§ Task details:
In the material below, swap "Put a point there" for "Place a mark there" wherever it occurs. Reproduce all other lines unchanged, and leave the pictures out of your answer.

+-------+

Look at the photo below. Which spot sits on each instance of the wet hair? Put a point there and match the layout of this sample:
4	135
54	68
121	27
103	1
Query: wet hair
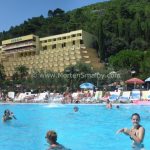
136	114
117	106
51	135
76	108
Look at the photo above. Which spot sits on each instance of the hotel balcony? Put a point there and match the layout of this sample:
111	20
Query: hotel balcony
13	51
19	45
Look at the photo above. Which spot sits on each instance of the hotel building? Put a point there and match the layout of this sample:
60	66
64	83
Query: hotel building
53	53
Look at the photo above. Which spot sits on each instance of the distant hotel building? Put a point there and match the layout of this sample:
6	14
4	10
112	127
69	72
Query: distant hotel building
53	53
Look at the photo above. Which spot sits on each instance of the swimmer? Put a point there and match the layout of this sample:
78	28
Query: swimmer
136	133
51	137
108	104
118	106
76	109
8	115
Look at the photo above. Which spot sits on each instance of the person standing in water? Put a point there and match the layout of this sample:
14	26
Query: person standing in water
108	104
8	115
51	137
136	133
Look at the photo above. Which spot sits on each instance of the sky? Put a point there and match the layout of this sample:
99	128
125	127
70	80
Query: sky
15	12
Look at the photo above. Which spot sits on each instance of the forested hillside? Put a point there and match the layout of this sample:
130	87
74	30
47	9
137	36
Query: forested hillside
118	25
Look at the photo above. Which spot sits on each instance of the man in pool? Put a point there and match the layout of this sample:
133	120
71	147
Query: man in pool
8	115
51	137
108	104
76	109
136	133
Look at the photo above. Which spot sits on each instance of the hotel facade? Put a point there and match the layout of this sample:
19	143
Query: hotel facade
53	53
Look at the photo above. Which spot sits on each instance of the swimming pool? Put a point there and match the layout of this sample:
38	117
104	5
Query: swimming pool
93	127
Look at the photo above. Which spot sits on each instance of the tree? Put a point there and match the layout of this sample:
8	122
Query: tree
21	73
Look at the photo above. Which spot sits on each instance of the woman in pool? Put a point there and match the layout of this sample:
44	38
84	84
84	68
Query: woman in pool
51	137
8	115
108	104
136	133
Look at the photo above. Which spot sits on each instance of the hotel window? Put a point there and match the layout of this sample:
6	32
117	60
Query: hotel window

+-------+

§ Full output:
Look at the photo below. Which spot sits on each instance of the wet hair? Place a mark there and match the layout of this sample:
4	135
54	68
121	27
103	1
Query: wet hair
136	114
117	106
51	135
76	108
Look at the photo above. Which spot sits on each instance of the hotel balcony? Place a mark there and match the layout of this sample:
111	20
Query: hotel balcony
13	51
19	45
Look at the photo above. Which spot sits on each instance of the hotel building? Place a mark there and match the layout of this sample:
60	66
64	83
Query: hotel building
53	53
Look at the photo above. Which spot sits on each instance of the distant hotel building? Place a mark there and match the layout of this sample:
6	14
4	10
112	127
69	72
Query: distant hotel building
53	53
Look at the photo above. Which spot sits on each instance of the swimmer? Place a mark there and match the layout of this sample:
78	28
Query: swimmer
136	133
51	137
108	104
118	106
76	109
8	115
Look at the photo above. Which spot sits on each instance of the person standing in water? Place a mark there and match the layout of this sample:
14	26
Query: person standing in water
108	104
8	115
51	137
136	133
Look at the photo above. Which spot sits on each instance of the sky? Place a mark there and match the layout of this sample:
99	128
125	127
70	80
Query: sky
15	12
Look at the photo above. Which spot sits on each instance of the forested hillside? Place a mark there and match the layout of this sample:
130	87
74	30
47	9
137	36
Query: forested hillside
118	25
Look at the photo above. Which spot sits on each instance of the man in pool? Place a mark there and match the layout of this sample:
133	120
71	147
Query: man in pool
8	115
51	137
108	104
76	109
136	133
Look at the photo above. Which spot sits on each instance of the hotel facade? Place a mark there and match the layout of this sample:
19	143
Query: hotel facade
53	53
Look at the photo above. Which spot sits on each instance of the swimming pool? Place a mark there and match the layout of this sample:
38	117
104	5
Query: swimming pool
93	127
Look at the photo above. Which spot sits on each instance of the tree? Place a mark there and match the layout of this sample:
8	122
Query: tree
21	73
Look at the photo above. Which spot sits on each instance of the woman in pool? Place a mark there and match the layout of this sample:
44	38
84	84
84	68
Query: woman in pool
51	137
8	115
108	104
136	133
Look at the photo above. Which spot sits on each instance of the hotel window? Place a mark there and match the layout of this sample:
6	32
117	60
Query: hotel window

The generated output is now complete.